MATERIAL PROVIDED ->

┄┄┄┄┄┄┄┄┄┄┄┄┄┄┄┄┄┄┄┄

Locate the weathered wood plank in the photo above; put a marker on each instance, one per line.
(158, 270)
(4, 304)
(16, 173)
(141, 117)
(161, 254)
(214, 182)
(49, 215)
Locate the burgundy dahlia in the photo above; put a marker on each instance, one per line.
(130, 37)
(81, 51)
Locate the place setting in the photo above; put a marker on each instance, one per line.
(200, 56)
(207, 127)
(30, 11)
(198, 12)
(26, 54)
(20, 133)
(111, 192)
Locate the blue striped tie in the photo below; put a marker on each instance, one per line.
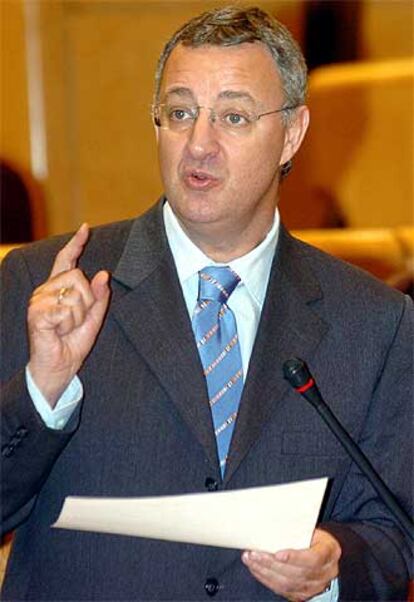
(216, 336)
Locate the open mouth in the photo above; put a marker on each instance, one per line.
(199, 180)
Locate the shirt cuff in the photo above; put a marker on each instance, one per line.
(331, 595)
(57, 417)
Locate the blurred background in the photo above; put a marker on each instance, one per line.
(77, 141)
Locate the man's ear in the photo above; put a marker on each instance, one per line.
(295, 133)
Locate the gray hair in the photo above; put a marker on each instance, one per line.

┄┄┄┄┄┄┄┄┄┄┄┄┄┄┄┄┄┄┄┄

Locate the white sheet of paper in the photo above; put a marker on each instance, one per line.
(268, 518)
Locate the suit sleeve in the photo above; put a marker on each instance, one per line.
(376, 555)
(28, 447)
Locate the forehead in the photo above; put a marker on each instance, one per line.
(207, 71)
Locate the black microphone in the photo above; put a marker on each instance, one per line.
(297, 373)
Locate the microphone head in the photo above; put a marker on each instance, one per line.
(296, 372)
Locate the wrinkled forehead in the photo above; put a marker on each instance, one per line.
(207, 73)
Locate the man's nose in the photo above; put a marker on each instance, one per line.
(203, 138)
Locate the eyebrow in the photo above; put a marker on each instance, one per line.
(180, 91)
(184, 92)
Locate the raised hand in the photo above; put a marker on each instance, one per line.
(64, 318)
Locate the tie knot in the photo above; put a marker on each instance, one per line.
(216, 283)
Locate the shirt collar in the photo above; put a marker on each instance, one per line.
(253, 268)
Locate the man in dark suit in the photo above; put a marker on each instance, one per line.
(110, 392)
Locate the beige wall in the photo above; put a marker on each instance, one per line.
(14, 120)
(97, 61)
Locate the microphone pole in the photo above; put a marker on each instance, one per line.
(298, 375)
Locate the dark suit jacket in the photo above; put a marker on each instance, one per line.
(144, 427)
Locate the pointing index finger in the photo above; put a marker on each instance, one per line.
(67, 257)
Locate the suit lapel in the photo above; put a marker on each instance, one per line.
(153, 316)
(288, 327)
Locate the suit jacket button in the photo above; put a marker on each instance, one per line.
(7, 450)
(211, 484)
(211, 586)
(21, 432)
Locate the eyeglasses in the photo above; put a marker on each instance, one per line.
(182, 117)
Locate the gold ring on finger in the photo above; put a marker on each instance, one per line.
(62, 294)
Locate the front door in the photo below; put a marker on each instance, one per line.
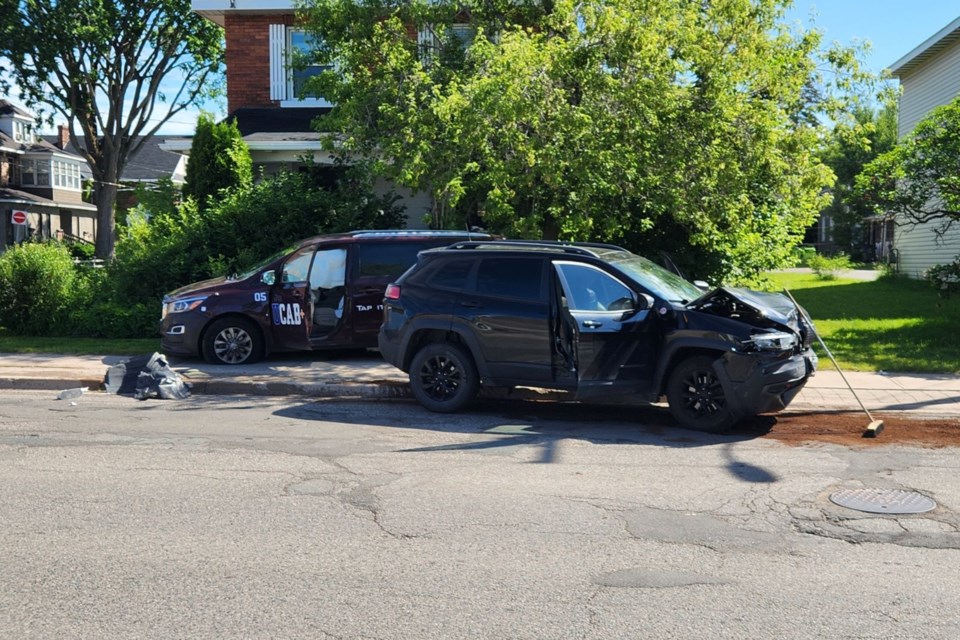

┄┄┄┄┄┄┄┄┄┄┄┄┄┄┄┄┄┄┄┄

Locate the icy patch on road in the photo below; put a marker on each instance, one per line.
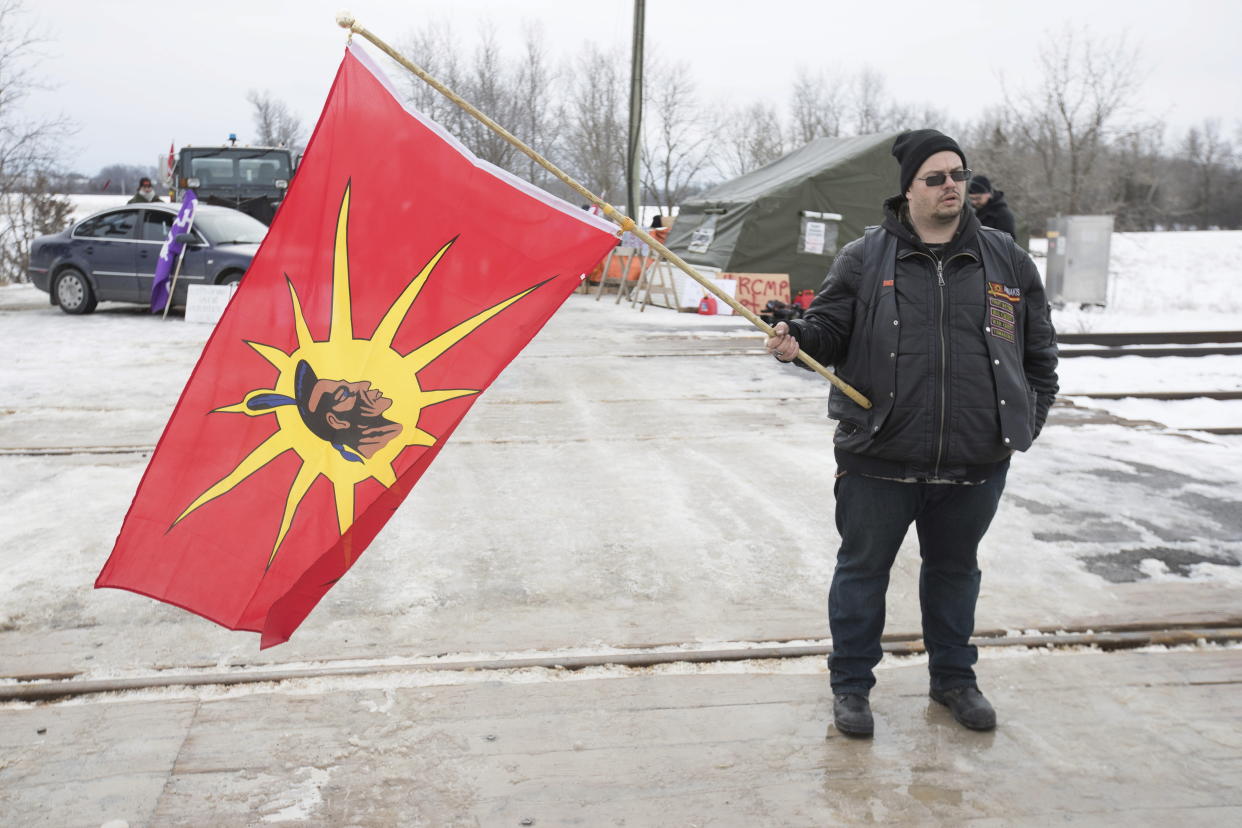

┄┄┄┄┄┄┄┄┄┄┄┄┄┄┄┄┄┄┄┄

WHAT YOU NEED TO DO -> All lines in the listing above from the line containing "Locate the pointing" to the line containing "Locate the front", inclusive, should be retyped exactly; no other lines should appear.

WRITTEN ANSWER ->
Locate the pointing index finger in the photo above; put a marker on each instance, one per line.
(67, 257)
Locate the suit lapel in the photo above; put a marker on each instance, one per line.
(153, 316)
(288, 327)
Locate the suit jacket button in the photo above; put a marker on each instance, one per line.
(7, 450)
(211, 484)
(211, 586)
(21, 432)
Locate the eyeglasses in the photo above; put a marker on each instance, one per line.
(182, 117)
Locate the gold ring on finger in the photo above; put a marker on each instance, one per line.
(62, 294)
Locate the front door in the photo below; put a marker on each instance, one per line.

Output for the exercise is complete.